* KUTIPAN UNTUK DIBACA *
Tentu saja yang dimaksud adalah Frankenstein karya Mary Shelley, sebuah kisah yang diceritakan dan diceritakan kembali sampai tak terhitung lagi dalam novel dan buku-buku komik, di panggung dan layar, dan di ruang kelas serta lingkaran api unggun di seluruh dunia. Kisah itu bermula pada sebuah pertemuan orang-orang luar biasa di sebuah rumah danau di Swiss. Pertemuan yang berlangsung karena salah satu bencana terbesar dalam sejarah manusia.

 

Peristiwa bencana ini adalah letusan—atau lebih tepatnya ledakan—Gunung Tambora di Hindia Timur Belanda—sekarang Indonesia. Pada 10 April 1815, gunung api itu memuntahkan sekitar 36 kubik mil (150 km 3) abu vulkanik ke atmosfer Bumi, yang terbesar dalam catatan sejarah.

 

Letusan Gunung Tambora menghasilkan sebuah musim panas yang luar biasa dingin, gelap, dan basah, menjadikan aktivitas di luar rumah tidak menarik. Maka kelompok Danau Jenewa itu tetap di dalam ruangan, bergantian membaca sebuah kumpulan kisah hantu Jerman. Setelah menyelesaikan buku itu mereka kebingungan mau melakukan apa lagi, Byron pun menantang masing-masing anggota kelompok mengarang cerita hantu mereka sendiri dan menceritakannya kepada yang lain.

* DATA TERCATAT *
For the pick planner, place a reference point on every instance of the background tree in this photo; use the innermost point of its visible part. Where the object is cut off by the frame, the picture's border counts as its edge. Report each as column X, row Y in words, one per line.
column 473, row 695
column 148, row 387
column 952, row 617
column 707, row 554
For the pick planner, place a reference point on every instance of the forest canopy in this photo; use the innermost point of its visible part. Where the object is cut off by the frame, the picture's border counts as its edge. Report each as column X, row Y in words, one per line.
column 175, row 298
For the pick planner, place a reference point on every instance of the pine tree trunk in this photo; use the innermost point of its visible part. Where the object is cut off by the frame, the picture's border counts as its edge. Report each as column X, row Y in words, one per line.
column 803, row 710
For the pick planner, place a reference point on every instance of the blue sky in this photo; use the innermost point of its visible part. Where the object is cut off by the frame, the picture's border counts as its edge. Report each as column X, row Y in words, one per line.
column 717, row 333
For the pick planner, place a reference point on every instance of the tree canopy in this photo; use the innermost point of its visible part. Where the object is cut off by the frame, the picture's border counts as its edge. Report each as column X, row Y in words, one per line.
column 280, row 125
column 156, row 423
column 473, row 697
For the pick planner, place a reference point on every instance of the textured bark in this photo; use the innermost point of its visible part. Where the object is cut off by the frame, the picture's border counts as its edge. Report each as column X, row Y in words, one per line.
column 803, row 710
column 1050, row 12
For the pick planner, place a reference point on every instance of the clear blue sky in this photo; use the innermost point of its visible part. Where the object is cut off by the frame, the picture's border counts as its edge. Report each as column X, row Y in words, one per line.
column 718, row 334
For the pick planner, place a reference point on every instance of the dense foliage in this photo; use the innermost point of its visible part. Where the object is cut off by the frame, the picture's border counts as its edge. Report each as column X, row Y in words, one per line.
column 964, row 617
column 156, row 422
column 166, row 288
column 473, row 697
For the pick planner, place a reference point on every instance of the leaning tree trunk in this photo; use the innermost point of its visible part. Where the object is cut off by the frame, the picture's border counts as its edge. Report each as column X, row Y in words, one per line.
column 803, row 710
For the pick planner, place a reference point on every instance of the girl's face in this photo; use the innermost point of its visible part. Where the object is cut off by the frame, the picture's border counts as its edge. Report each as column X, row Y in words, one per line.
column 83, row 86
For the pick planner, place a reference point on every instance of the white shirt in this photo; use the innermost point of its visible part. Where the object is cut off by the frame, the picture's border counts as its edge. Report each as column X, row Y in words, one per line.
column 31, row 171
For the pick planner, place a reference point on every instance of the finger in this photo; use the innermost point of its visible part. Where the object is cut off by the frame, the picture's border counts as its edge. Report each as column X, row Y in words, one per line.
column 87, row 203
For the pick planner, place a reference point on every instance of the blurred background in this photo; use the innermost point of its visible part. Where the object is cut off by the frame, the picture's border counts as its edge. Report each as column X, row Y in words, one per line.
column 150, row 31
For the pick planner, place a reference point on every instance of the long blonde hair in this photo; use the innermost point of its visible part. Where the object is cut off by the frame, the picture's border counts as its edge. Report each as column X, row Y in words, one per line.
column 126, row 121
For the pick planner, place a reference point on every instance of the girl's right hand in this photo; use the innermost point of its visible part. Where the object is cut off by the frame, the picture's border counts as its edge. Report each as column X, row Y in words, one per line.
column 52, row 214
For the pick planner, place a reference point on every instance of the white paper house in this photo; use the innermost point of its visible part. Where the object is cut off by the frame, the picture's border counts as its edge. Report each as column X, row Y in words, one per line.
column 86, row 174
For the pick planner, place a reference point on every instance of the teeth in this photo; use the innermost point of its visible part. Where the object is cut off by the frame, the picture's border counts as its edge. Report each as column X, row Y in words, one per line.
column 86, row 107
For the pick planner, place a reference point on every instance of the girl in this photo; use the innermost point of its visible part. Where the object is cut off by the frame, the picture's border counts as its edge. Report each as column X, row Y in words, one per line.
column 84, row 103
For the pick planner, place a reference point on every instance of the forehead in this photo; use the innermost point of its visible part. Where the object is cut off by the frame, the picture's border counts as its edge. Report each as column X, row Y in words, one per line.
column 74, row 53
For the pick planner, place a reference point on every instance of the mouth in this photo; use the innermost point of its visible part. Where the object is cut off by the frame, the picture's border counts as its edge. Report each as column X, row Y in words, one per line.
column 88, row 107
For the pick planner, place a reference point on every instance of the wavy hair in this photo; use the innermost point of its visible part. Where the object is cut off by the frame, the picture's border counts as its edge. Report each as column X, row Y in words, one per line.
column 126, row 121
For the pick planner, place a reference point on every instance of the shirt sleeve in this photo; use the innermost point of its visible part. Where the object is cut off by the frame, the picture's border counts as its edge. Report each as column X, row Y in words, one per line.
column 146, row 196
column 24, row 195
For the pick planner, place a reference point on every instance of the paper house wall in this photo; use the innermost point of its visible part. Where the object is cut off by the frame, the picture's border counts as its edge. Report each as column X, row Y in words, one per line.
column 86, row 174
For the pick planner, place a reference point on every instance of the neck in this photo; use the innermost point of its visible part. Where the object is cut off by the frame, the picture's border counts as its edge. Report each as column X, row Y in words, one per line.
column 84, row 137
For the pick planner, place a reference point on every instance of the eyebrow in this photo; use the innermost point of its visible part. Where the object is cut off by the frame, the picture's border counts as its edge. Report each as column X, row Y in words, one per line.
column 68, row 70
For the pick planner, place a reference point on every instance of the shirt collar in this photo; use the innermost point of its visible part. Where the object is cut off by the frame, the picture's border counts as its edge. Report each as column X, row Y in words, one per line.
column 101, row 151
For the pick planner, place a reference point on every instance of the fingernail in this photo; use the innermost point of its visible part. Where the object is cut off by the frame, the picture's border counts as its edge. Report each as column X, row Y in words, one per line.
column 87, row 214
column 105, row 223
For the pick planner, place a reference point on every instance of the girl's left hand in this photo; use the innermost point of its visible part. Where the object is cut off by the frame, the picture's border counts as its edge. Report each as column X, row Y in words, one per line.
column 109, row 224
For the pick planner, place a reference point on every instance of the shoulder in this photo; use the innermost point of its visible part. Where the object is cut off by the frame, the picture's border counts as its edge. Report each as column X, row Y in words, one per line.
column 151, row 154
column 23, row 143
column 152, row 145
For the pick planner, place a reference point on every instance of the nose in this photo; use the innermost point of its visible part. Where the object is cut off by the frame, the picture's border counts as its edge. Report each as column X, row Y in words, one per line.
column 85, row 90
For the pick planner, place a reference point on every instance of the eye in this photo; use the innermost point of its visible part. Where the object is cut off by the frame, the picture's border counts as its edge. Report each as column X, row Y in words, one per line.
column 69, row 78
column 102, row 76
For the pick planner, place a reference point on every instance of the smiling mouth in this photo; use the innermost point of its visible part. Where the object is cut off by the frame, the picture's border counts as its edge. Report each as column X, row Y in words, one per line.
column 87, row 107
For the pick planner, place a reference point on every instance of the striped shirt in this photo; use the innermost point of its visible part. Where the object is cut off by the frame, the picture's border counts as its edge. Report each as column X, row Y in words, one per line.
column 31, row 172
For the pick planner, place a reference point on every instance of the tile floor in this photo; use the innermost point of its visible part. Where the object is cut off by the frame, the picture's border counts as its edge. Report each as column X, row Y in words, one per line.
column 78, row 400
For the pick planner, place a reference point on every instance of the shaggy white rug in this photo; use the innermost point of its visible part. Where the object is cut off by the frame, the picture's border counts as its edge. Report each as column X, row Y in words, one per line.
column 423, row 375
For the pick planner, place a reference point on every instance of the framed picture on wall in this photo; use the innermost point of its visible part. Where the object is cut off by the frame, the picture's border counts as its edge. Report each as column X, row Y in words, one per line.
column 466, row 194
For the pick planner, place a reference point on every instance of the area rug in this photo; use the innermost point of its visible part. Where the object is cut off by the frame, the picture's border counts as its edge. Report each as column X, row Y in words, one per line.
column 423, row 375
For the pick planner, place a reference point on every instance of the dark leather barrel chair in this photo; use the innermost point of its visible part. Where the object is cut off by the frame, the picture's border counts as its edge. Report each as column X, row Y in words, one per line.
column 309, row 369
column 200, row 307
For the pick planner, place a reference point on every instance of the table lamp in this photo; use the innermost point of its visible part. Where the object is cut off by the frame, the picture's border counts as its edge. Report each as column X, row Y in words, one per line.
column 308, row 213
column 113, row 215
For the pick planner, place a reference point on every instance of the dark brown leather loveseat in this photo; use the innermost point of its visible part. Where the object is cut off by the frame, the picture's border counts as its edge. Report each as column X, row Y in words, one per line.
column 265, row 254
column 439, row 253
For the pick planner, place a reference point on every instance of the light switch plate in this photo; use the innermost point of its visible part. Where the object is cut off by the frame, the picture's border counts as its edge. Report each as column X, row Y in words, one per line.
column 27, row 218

* TUGAS *
Cetak tanpa perubahan bagian kutipan tentang asal-usul Frankenstein, mulai dari "Peristiwa bencana ini" sampai dengan "dalam catatan sejarah.". Rekaman di atas tidak berkaitan dengan kutipan.

* KELUARAN YANG DIHARAPKAN *
Peristiwa bencana ini adalah letusan—atau lebih tepatnya ledakan—Gunung Tambora di Hindia Timur Belanda—sekarang Indonesia. Pada 10 April 1815, gunung api itu memuntahkan sekitar 36 kubik mil (150 km 3) abu vulkanik ke atmosfer Bumi, yang terbesar dalam catatan sejarah.